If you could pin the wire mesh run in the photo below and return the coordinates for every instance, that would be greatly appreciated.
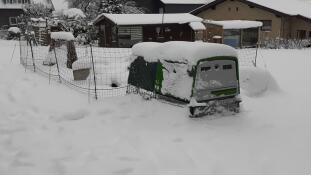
(100, 72)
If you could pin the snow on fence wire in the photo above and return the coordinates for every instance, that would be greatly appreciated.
(281, 43)
(99, 72)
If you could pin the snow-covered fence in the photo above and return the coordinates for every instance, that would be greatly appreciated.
(281, 43)
(100, 72)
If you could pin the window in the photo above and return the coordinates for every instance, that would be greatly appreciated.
(205, 69)
(301, 34)
(266, 25)
(13, 20)
(227, 67)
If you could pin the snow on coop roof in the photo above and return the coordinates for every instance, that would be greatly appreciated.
(236, 24)
(197, 26)
(186, 1)
(145, 19)
(181, 51)
(67, 36)
(284, 7)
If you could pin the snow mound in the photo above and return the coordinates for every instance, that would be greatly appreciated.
(74, 13)
(15, 30)
(67, 36)
(256, 81)
(181, 51)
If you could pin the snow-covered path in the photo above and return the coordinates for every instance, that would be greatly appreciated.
(52, 130)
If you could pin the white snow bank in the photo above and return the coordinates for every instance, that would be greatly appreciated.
(256, 81)
(236, 24)
(81, 64)
(67, 36)
(74, 13)
(15, 30)
(181, 51)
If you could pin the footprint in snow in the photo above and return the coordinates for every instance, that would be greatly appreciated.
(72, 116)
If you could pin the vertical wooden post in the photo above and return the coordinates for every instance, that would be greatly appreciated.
(57, 65)
(94, 73)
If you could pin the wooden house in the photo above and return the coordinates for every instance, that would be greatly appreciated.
(125, 30)
(280, 18)
(11, 9)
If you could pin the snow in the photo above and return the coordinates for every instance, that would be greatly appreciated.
(74, 13)
(67, 36)
(186, 1)
(15, 30)
(181, 51)
(197, 26)
(53, 130)
(142, 19)
(236, 24)
(81, 64)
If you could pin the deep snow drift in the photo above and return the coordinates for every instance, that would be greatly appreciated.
(52, 130)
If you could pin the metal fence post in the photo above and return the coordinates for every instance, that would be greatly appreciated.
(92, 58)
(57, 65)
(32, 56)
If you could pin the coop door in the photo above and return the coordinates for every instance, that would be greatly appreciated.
(215, 76)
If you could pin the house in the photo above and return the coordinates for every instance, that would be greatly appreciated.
(11, 9)
(125, 30)
(235, 33)
(171, 6)
(281, 19)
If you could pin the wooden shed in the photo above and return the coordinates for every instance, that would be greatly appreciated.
(125, 30)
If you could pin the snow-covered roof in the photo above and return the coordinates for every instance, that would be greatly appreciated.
(288, 7)
(141, 19)
(181, 51)
(197, 26)
(67, 36)
(186, 1)
(47, 3)
(236, 24)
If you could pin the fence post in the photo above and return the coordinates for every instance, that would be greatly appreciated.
(57, 65)
(33, 59)
(94, 71)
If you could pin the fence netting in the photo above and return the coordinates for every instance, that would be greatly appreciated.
(100, 72)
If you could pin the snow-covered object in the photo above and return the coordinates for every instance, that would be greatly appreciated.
(186, 1)
(181, 51)
(74, 13)
(177, 81)
(14, 30)
(67, 36)
(197, 26)
(141, 19)
(81, 64)
(236, 24)
(256, 81)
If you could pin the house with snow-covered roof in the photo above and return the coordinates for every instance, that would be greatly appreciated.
(170, 6)
(290, 19)
(11, 9)
(125, 30)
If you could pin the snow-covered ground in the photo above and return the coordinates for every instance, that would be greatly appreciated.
(53, 130)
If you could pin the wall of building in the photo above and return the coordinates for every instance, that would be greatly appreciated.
(5, 15)
(300, 24)
(235, 10)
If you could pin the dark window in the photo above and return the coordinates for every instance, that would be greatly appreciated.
(227, 67)
(266, 25)
(205, 69)
(301, 34)
(13, 20)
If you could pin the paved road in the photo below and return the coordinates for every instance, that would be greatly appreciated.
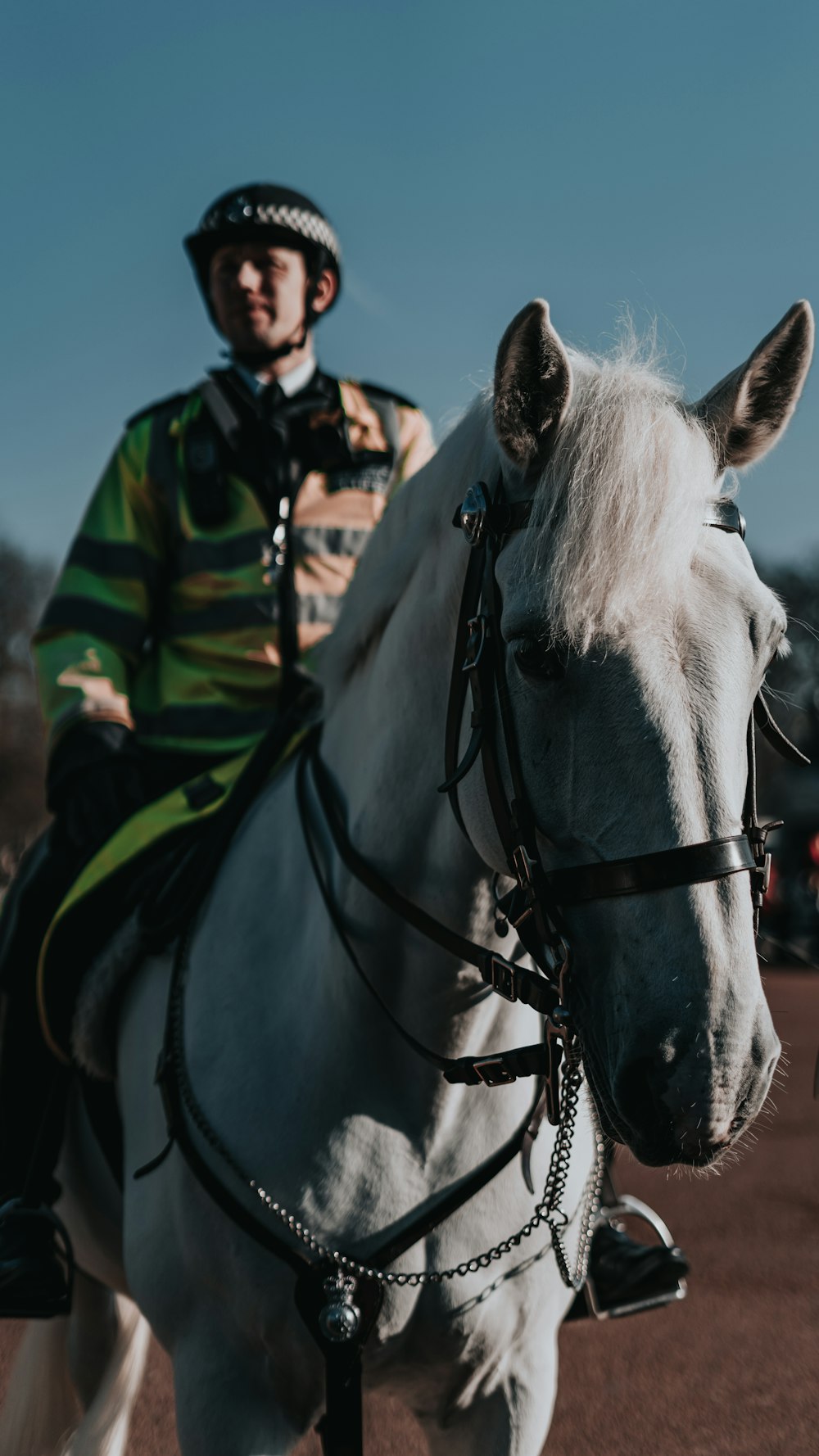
(731, 1372)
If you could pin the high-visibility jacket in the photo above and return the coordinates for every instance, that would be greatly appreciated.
(168, 625)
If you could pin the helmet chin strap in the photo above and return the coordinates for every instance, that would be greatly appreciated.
(258, 359)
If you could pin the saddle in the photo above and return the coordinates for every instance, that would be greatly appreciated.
(142, 889)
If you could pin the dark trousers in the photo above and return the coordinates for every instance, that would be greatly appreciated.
(33, 1083)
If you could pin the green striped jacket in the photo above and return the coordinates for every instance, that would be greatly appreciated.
(168, 626)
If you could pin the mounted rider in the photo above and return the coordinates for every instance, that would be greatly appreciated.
(210, 563)
(166, 645)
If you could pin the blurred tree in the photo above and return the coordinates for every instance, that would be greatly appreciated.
(794, 679)
(24, 587)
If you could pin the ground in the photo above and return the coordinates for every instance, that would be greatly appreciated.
(729, 1372)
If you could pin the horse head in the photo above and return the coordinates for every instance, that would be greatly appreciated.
(636, 644)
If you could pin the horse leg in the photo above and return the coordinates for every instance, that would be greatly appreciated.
(41, 1409)
(226, 1396)
(106, 1351)
(509, 1420)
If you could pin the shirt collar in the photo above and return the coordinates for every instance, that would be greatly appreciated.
(290, 383)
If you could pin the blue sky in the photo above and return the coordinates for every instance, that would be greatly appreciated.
(469, 155)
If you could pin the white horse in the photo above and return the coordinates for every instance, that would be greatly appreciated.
(633, 743)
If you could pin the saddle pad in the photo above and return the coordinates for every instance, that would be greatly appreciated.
(143, 852)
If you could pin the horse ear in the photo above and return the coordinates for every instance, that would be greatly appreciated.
(532, 387)
(746, 413)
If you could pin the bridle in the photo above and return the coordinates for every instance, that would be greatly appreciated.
(535, 903)
(338, 1295)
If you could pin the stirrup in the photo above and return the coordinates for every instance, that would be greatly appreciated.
(669, 1272)
(35, 1283)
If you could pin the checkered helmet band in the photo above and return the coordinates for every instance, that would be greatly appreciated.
(244, 211)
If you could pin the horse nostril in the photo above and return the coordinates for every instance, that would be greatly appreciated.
(637, 1094)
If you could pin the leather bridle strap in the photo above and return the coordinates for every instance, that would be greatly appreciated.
(663, 870)
(509, 980)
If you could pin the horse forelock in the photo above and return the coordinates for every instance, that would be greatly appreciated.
(617, 522)
(618, 513)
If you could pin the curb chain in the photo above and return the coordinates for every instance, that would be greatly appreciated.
(547, 1212)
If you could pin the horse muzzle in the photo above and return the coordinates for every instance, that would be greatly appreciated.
(682, 1110)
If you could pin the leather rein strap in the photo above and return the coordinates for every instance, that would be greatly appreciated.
(542, 894)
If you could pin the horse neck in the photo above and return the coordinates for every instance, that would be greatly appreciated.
(383, 746)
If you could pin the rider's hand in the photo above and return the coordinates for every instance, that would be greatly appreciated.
(93, 784)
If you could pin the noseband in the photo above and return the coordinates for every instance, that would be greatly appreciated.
(538, 898)
(536, 902)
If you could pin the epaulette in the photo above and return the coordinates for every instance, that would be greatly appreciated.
(389, 393)
(159, 404)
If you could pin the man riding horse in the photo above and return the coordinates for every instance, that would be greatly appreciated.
(211, 559)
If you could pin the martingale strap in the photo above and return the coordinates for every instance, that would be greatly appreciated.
(509, 980)
(688, 866)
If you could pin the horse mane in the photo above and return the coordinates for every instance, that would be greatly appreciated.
(617, 520)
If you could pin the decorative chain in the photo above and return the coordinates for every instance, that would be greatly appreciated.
(548, 1212)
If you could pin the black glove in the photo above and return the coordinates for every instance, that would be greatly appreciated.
(93, 784)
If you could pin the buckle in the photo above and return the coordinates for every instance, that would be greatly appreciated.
(493, 1072)
(501, 976)
(474, 642)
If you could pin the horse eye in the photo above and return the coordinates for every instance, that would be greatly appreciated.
(540, 658)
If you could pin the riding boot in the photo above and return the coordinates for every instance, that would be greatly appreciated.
(35, 1254)
(624, 1274)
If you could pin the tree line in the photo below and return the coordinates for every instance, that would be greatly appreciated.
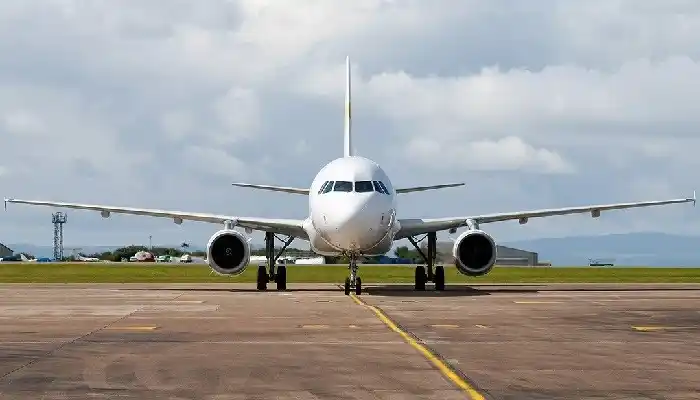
(127, 252)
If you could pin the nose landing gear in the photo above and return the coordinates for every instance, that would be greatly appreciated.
(353, 281)
(423, 276)
(280, 275)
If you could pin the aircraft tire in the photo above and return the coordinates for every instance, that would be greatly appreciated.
(439, 277)
(262, 277)
(421, 278)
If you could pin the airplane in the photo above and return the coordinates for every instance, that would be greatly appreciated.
(353, 213)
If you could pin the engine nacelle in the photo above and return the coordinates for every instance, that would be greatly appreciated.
(228, 252)
(474, 252)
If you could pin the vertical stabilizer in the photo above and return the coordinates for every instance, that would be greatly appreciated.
(348, 119)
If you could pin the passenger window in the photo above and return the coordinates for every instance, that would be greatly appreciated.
(364, 186)
(384, 187)
(328, 187)
(377, 187)
(323, 187)
(343, 186)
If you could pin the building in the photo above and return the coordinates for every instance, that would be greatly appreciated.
(512, 256)
(5, 251)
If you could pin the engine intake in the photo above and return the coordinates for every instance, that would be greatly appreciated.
(474, 252)
(228, 252)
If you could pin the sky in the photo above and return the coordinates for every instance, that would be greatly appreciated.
(164, 103)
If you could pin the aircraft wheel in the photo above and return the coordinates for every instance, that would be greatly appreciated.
(262, 277)
(421, 278)
(281, 277)
(439, 277)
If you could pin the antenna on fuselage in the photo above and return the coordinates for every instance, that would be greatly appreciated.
(348, 118)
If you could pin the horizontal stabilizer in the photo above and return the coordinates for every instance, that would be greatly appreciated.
(424, 188)
(274, 188)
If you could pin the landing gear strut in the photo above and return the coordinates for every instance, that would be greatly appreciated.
(353, 281)
(423, 276)
(280, 275)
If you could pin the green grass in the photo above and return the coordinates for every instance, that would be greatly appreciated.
(160, 273)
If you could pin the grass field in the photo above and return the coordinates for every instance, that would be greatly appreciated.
(174, 273)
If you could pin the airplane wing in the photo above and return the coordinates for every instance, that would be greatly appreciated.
(274, 188)
(290, 227)
(411, 227)
(424, 188)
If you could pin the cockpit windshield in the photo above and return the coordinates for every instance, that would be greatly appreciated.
(364, 186)
(342, 186)
(358, 187)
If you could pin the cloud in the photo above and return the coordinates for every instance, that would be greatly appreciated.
(534, 105)
(509, 153)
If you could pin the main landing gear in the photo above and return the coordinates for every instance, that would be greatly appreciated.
(423, 276)
(280, 275)
(353, 281)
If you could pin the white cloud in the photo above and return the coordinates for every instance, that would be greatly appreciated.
(100, 100)
(509, 153)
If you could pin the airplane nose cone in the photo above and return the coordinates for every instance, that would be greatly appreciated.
(357, 226)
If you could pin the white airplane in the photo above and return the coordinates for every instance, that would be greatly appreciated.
(352, 212)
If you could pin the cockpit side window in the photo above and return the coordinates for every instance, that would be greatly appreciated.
(323, 187)
(328, 187)
(364, 186)
(342, 186)
(384, 187)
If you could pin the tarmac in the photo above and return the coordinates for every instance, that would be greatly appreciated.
(228, 341)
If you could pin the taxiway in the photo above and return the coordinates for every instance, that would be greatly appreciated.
(312, 342)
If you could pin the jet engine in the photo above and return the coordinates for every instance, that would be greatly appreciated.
(228, 252)
(474, 252)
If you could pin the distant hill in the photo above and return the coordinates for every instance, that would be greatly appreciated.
(643, 249)
(630, 249)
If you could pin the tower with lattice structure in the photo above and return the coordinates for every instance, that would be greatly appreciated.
(58, 220)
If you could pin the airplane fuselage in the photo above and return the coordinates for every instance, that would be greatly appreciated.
(352, 209)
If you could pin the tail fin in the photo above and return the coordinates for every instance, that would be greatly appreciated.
(348, 119)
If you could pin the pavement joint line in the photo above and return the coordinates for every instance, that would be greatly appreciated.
(446, 369)
(64, 344)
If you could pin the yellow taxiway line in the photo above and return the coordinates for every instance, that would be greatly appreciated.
(428, 354)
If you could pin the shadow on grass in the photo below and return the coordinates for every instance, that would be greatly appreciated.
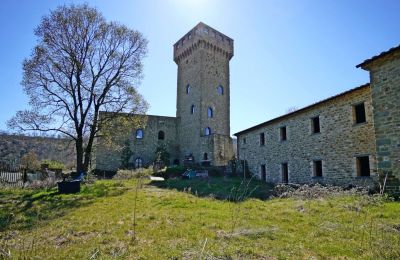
(24, 209)
(221, 188)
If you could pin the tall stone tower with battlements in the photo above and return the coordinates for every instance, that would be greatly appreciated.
(203, 95)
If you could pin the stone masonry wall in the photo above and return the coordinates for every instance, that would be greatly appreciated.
(202, 56)
(385, 84)
(337, 145)
(110, 160)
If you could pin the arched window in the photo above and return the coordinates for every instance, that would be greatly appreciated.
(138, 162)
(161, 135)
(210, 112)
(220, 90)
(139, 134)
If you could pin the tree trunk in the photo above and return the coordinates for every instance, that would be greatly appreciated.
(79, 155)
(88, 150)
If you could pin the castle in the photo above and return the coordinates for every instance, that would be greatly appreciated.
(350, 138)
(200, 132)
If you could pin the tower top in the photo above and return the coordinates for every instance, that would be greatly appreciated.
(203, 35)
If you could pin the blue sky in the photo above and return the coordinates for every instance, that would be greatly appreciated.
(287, 53)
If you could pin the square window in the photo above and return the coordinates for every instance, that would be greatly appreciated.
(317, 165)
(283, 133)
(315, 125)
(359, 113)
(262, 139)
(363, 169)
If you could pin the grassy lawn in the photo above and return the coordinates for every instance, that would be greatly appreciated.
(175, 221)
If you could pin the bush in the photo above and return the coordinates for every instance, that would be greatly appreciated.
(171, 172)
(30, 161)
(53, 164)
(130, 174)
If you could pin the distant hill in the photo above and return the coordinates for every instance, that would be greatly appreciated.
(13, 147)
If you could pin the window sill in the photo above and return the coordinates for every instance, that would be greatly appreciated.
(359, 124)
(363, 177)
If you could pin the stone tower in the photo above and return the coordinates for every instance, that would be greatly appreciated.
(203, 95)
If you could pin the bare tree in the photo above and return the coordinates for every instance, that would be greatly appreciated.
(81, 65)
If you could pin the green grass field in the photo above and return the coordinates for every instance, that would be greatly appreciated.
(193, 220)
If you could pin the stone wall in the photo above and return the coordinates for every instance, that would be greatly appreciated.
(385, 84)
(338, 144)
(202, 56)
(107, 158)
(13, 147)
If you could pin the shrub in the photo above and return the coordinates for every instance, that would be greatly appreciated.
(130, 174)
(53, 164)
(30, 161)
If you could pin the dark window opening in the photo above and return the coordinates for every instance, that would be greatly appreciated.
(285, 173)
(359, 112)
(263, 173)
(363, 168)
(139, 134)
(138, 162)
(210, 112)
(262, 139)
(161, 135)
(283, 133)
(220, 90)
(318, 168)
(315, 125)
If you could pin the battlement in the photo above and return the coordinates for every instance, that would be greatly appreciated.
(203, 36)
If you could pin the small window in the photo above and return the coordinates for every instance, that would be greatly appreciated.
(317, 165)
(139, 134)
(210, 112)
(262, 139)
(263, 173)
(363, 169)
(315, 125)
(285, 172)
(283, 133)
(138, 162)
(161, 135)
(220, 90)
(359, 113)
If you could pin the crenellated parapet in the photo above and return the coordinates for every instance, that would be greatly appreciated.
(203, 36)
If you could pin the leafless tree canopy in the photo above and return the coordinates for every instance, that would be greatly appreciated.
(81, 65)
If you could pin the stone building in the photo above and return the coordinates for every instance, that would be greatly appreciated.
(351, 138)
(201, 129)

**WRITTEN TASK**: Nothing but the lines from the line with "If you could pin the battlement" to the last line of the listing above should appear; please retype them exactly, both ends included.

**OUTPUT FOR THIS TASK**:
If you could pin the battlement in the photo above and return the coordinates for every instance, that would be greatly appreciated.
(203, 36)
If you could pin the small window in the photo above and return the coordinates for every instance, that would be greatly appreciated.
(317, 165)
(139, 134)
(210, 112)
(262, 139)
(263, 173)
(363, 169)
(315, 125)
(285, 172)
(283, 133)
(138, 162)
(161, 135)
(220, 90)
(359, 113)
If you could pin the crenellated parapet in the photo above and return the coordinates for every instance, that would be greatly appreciated.
(203, 36)
If you could pin the leafless tree canopy in the photo above and return the coordinates for every instance, that would be greatly appreciated.
(81, 65)
If you could pin the stone building in the photo above and return the coordinates for every instance, that would be greatly appreciated.
(351, 138)
(201, 129)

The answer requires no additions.